Render every line of the rows below as a JSON list of strings, with one string per line and blank lines omitted.
>> start Data extract
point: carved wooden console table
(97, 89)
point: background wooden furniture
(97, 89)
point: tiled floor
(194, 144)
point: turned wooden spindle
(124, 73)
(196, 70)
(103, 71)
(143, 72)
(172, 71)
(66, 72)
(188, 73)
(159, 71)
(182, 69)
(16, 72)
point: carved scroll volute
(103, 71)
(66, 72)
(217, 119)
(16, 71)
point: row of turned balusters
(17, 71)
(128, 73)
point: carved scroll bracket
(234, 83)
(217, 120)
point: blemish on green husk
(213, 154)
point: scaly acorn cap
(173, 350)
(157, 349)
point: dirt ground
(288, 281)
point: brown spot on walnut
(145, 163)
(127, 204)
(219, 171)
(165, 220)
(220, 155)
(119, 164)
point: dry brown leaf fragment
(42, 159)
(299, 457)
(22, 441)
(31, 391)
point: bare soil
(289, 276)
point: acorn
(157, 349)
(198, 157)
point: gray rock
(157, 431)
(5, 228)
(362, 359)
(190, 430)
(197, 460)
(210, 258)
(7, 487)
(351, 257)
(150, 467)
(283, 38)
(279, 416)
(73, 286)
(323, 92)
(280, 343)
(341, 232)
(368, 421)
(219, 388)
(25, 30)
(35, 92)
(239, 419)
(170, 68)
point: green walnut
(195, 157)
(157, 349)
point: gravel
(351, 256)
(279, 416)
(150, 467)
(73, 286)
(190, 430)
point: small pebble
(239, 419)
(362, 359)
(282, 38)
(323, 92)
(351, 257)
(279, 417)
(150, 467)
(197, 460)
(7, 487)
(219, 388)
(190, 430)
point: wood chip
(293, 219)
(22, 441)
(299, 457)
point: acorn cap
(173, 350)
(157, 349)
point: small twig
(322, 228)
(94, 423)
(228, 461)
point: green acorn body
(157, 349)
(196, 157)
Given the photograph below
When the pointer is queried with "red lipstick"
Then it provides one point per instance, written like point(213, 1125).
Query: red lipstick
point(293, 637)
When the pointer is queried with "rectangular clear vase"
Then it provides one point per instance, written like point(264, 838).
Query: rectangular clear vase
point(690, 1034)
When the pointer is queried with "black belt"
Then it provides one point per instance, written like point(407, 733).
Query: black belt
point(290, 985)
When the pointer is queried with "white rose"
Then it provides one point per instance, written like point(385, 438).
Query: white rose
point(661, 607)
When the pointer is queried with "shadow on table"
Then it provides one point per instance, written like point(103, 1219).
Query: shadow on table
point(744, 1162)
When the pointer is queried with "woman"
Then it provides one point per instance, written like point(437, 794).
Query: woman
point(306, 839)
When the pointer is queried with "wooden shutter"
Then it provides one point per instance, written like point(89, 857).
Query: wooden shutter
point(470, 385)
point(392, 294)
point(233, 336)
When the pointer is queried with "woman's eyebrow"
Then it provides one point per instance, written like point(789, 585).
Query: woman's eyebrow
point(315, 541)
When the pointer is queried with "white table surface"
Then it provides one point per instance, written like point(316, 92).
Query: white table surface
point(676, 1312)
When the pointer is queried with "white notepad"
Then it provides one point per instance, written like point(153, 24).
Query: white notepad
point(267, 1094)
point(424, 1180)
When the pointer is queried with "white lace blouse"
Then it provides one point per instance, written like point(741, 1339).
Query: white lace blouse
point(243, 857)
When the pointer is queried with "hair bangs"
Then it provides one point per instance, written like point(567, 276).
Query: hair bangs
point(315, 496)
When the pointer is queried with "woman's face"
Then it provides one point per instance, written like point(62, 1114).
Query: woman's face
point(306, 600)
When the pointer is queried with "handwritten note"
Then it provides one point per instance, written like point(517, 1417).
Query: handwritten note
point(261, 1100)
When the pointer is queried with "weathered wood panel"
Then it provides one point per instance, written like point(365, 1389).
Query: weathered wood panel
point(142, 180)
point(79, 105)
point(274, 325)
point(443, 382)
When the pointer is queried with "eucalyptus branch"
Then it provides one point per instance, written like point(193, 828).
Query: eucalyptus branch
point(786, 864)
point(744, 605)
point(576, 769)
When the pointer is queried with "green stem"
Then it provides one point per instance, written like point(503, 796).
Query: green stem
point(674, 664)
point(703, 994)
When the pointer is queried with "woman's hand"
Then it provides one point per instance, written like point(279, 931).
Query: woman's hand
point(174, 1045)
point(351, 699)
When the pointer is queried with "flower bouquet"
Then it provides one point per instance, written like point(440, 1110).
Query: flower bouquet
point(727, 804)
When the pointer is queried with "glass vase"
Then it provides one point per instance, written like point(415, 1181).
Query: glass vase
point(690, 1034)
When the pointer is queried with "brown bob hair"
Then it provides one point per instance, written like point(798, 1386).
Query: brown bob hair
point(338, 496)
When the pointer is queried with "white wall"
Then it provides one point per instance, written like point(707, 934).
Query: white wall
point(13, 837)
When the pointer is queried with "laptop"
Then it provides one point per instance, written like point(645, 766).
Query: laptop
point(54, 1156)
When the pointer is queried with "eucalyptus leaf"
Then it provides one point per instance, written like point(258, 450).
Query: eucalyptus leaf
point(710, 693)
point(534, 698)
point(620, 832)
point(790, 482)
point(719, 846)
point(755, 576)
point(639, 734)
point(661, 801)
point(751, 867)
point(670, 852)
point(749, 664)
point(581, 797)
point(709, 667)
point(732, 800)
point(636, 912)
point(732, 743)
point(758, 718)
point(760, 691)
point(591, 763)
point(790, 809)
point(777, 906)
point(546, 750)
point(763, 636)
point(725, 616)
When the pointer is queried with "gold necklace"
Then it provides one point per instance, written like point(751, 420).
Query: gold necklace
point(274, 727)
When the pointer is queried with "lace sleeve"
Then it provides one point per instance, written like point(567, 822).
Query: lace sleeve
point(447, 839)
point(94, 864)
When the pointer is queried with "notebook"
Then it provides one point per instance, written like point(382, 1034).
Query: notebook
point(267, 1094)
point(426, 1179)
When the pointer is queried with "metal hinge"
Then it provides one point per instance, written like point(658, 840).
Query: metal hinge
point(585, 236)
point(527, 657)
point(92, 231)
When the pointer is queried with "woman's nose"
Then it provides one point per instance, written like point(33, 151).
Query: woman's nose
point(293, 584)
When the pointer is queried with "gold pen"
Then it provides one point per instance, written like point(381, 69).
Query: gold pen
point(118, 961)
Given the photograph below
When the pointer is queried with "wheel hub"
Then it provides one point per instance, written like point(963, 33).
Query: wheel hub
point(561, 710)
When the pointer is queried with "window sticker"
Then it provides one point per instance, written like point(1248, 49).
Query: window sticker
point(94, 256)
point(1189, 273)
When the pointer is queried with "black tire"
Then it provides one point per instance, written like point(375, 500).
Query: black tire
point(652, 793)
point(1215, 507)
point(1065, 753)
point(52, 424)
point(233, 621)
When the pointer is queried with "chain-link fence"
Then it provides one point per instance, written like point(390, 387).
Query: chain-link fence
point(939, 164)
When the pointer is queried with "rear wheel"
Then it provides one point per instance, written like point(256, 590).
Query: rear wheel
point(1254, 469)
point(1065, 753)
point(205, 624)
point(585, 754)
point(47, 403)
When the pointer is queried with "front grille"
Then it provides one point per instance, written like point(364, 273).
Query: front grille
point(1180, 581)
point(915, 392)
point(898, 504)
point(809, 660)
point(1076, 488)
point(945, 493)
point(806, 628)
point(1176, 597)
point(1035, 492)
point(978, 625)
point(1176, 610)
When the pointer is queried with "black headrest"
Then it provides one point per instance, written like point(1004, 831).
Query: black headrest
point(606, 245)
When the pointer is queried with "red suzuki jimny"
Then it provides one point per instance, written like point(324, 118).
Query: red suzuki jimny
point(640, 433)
>> end Data extract
= Solution to the problem =
[
  "point: carved wooden console table",
  "(97, 89)",
  "point: background wooden furniture",
  "(97, 89)",
  "point: tiled floor",
  "(194, 144)",
  "point: turned wooden spindle",
  "(124, 73)",
  "(196, 70)",
  "(103, 71)",
  "(143, 72)",
  "(172, 71)",
  "(66, 72)",
  "(188, 73)",
  "(159, 71)",
  "(182, 69)",
  "(16, 72)",
  "point: carved scroll volute",
  "(103, 71)",
  "(66, 72)",
  "(217, 119)",
  "(16, 71)",
  "point: row of turned balusters",
  "(17, 71)",
  "(128, 73)",
  "point: carved scroll bracket",
  "(234, 83)",
  "(217, 120)",
  "point: blemish on green husk",
  "(213, 154)",
  "point: scaly acorn cap",
  "(173, 350)",
  "(157, 349)",
  "point: dirt ground",
  "(288, 281)",
  "point: brown spot on walnut",
  "(145, 163)",
  "(127, 204)",
  "(219, 171)",
  "(165, 220)",
  "(220, 155)",
  "(119, 164)",
  "point: dry brown leaf fragment",
  "(42, 159)",
  "(299, 457)",
  "(22, 441)",
  "(31, 391)",
  "point: bare soil",
  "(289, 276)",
  "point: acorn",
  "(157, 349)",
  "(198, 157)",
  "point: gray rock",
  "(157, 431)",
  "(5, 228)",
  "(362, 359)",
  "(190, 430)",
  "(197, 460)",
  "(210, 258)",
  "(7, 487)",
  "(351, 257)",
  "(150, 467)",
  "(283, 38)",
  "(279, 416)",
  "(73, 286)",
  "(323, 92)",
  "(280, 343)",
  "(341, 232)",
  "(368, 421)",
  "(219, 388)",
  "(25, 30)",
  "(35, 92)",
  "(239, 419)",
  "(170, 68)",
  "point: green walnut",
  "(195, 157)",
  "(157, 349)",
  "point: gravel",
  "(351, 256)",
  "(279, 416)",
  "(150, 467)",
  "(73, 286)",
  "(190, 430)",
  "point: small pebble",
  "(239, 419)",
  "(362, 359)",
  "(282, 38)",
  "(323, 92)",
  "(351, 257)",
  "(279, 417)",
  "(150, 467)",
  "(197, 460)",
  "(7, 487)",
  "(219, 388)",
  "(190, 430)",
  "point: wood chip",
  "(293, 219)",
  "(22, 441)",
  "(299, 457)",
  "point: acorn cap",
  "(173, 350)",
  "(157, 349)",
  "point: small twig",
  "(322, 228)",
  "(94, 423)",
  "(228, 461)",
  "point: green acorn body",
  "(157, 349)",
  "(196, 157)",
  "Given the photograph below",
  "When the pointer is queried with \"red lipstick\"",
  "Then it provides one point per instance, written like point(213, 1125).",
  "Query: red lipstick",
  "point(293, 637)",
  "When the pointer is queried with \"rectangular clear vase\"",
  "Then it provides one point per instance, written like point(264, 838).",
  "Query: rectangular clear vase",
  "point(690, 1034)",
  "When the pointer is queried with \"black belt\"",
  "Then it provides one point per instance, written like point(407, 733).",
  "Query: black belt",
  "point(290, 985)",
  "When the pointer is queried with \"white rose\"",
  "Then it provides one point per instance, written like point(385, 438).",
  "Query: white rose",
  "point(661, 607)",
  "When the pointer is queried with \"shadow on table\"",
  "Then it provides one point per instance, written like point(103, 1219).",
  "Query: shadow on table",
  "point(744, 1162)",
  "When the pointer is queried with \"woman\"",
  "Then it provides one point per instance, written like point(437, 794).",
  "Query: woman",
  "point(306, 839)",
  "When the pointer is queried with \"wooden shutter\"",
  "Then it provides one point per instance, written like point(89, 857).",
  "Query: wooden shutter",
  "point(470, 385)",
  "point(392, 294)",
  "point(233, 336)",
  "When the pointer is queried with \"woman's eyebrow\"",
  "Then it provides one point per instance, written like point(789, 585).",
  "Query: woman's eyebrow",
  "point(315, 541)",
  "When the pointer is queried with \"white table surface\"",
  "Then it provides one point per instance, written like point(316, 92).",
  "Query: white table surface",
  "point(676, 1312)",
  "When the pointer is queried with \"white notepad\"",
  "Then it provides one point per instance, written like point(153, 24).",
  "Query: white notepad",
  "point(267, 1094)",
  "point(424, 1180)",
  "When the pointer is queried with \"white lace blouse\"",
  "Then it provides one point per instance, written like point(741, 1339).",
  "Query: white lace blouse",
  "point(243, 857)",
  "When the pointer is queried with \"hair bangs\"",
  "Then it provides one point per instance, written like point(567, 276).",
  "Query: hair bangs",
  "point(315, 496)",
  "When the pointer is queried with \"woman's face\"",
  "Then it provides one point per instance, written like point(62, 1114).",
  "Query: woman's face",
  "point(306, 600)",
  "When the pointer is queried with \"handwritten note\"",
  "Then it provides one point per instance, written like point(517, 1417).",
  "Query: handwritten note",
  "point(261, 1100)",
  "When the pointer is queried with \"weathered wood panel\"",
  "Then it provides one point per instance, written like point(365, 1389).",
  "Query: weathered wood panel",
  "point(142, 180)",
  "point(79, 105)",
  "point(274, 325)",
  "point(443, 382)",
  "When the pointer is queried with \"eucalyptus branch\"",
  "Then it provides one point per instance, written like point(193, 828).",
  "Query: eucalyptus branch",
  "point(786, 864)",
  "point(744, 605)",
  "point(576, 769)",
  "When the pointer is queried with \"green stem\"",
  "Then it provides one point per instance, written like point(503, 796).",
  "Query: green stem",
  "point(674, 664)",
  "point(703, 994)",
  "When the pointer is queried with \"woman's hand\"",
  "Then it provides one point per instance, written like point(279, 931).",
  "Query: woman's hand",
  "point(174, 1045)",
  "point(351, 699)",
  "When the pointer is queried with \"flower bouquet\"",
  "Then it provides one point per instance, written like point(440, 1110).",
  "Query: flower bouquet",
  "point(727, 804)",
  "When the pointer is queried with \"glass vase\"",
  "Then it provides one point per instance, written like point(415, 1181).",
  "Query: glass vase",
  "point(690, 1034)",
  "When the pointer is queried with \"brown bob hair\"",
  "Then it provides one point per instance, written like point(798, 1386).",
  "Query: brown bob hair",
  "point(338, 496)",
  "When the pointer is queried with \"white wall\"",
  "Then it provides one point per instance, written like point(707, 934).",
  "Query: white wall",
  "point(13, 837)",
  "When the pointer is queried with \"laptop\"",
  "Then it provides one point per instance, written like point(645, 766).",
  "Query: laptop",
  "point(54, 1156)",
  "When the pointer is queried with \"eucalyptus leaf\"",
  "Then it provides one point per instance, written like point(258, 450).",
  "Query: eucalyptus leaf",
  "point(710, 693)",
  "point(534, 698)",
  "point(620, 832)",
  "point(790, 482)",
  "point(719, 846)",
  "point(755, 576)",
  "point(639, 734)",
  "point(661, 801)",
  "point(751, 867)",
  "point(670, 852)",
  "point(749, 664)",
  "point(581, 797)",
  "point(709, 667)",
  "point(732, 800)",
  "point(636, 912)",
  "point(732, 743)",
  "point(758, 718)",
  "point(760, 691)",
  "point(591, 763)",
  "point(790, 809)",
  "point(777, 906)",
  "point(546, 750)",
  "point(763, 636)",
  "point(725, 616)",
  "When the pointer is queried with \"gold necklace\"",
  "Then it provides one point per instance, written like point(751, 420).",
  "Query: gold necklace",
  "point(274, 727)",
  "When the pointer is queried with \"lace sleeve\"",
  "Then it provides one point per instance, written like point(567, 822).",
  "Query: lace sleeve",
  "point(447, 839)",
  "point(94, 864)",
  "When the pointer is queried with \"notebook\"",
  "Then it provides one point per instance, written like point(382, 1034).",
  "Query: notebook",
  "point(267, 1094)",
  "point(426, 1179)",
  "When the pointer is queried with \"metal hinge\"",
  "Then it provides one point per instance, written like point(658, 840).",
  "Query: metal hinge",
  "point(585, 236)",
  "point(527, 657)",
  "point(92, 231)",
  "When the pointer is queried with \"woman's nose\"",
  "Then it provides one point per instance, written like point(33, 151).",
  "Query: woman's nose",
  "point(293, 584)",
  "When the pointer is queried with \"gold pen\"",
  "Then it provides one point per instance, written like point(381, 69).",
  "Query: gold pen",
  "point(118, 961)",
  "Given the photograph below",
  "When the pointer is queried with \"wheel hub\"",
  "Then it provides one point per instance, written like point(963, 33).",
  "Query: wheel hub",
  "point(561, 710)",
  "When the pointer is queried with \"window sticker\"",
  "Then it provides one point per instance, written like point(1248, 49).",
  "Query: window sticker",
  "point(94, 256)",
  "point(1189, 273)",
  "When the pointer is queried with \"black tire\"",
  "Then it provides one point per instance, written like point(375, 500).",
  "Query: black tire",
  "point(652, 793)",
  "point(1215, 507)",
  "point(1065, 753)",
  "point(52, 424)",
  "point(233, 621)",
  "When the pointer is queried with \"chain-link fence\"",
  "Then it provides one point per instance, written like point(390, 387).",
  "Query: chain-link fence",
  "point(939, 164)",
  "When the pointer is queried with \"rear wheel\"",
  "Then it provides one point per instance, written like point(256, 590).",
  "Query: rear wheel",
  "point(1254, 469)",
  "point(1065, 753)",
  "point(205, 624)",
  "point(585, 754)",
  "point(47, 403)",
  "When the pointer is queried with \"front grille\"",
  "Then it provides one point per instance, written like point(364, 273).",
  "Query: front grille",
  "point(1180, 581)",
  "point(915, 392)",
  "point(898, 504)",
  "point(809, 660)",
  "point(1076, 488)",
  "point(945, 493)",
  "point(806, 628)",
  "point(1176, 597)",
  "point(1035, 492)",
  "point(978, 625)",
  "point(1176, 610)",
  "When the pointer is queried with \"black headrest\"",
  "Then it provides one point per instance, written like point(1004, 831).",
  "Query: black headrest",
  "point(606, 245)",
  "When the pointer is queried with \"red suzuki jimny\"",
  "Then it provides one point per instance, written like point(324, 118).",
  "Query: red suzuki jimny",
  "point(640, 433)"
]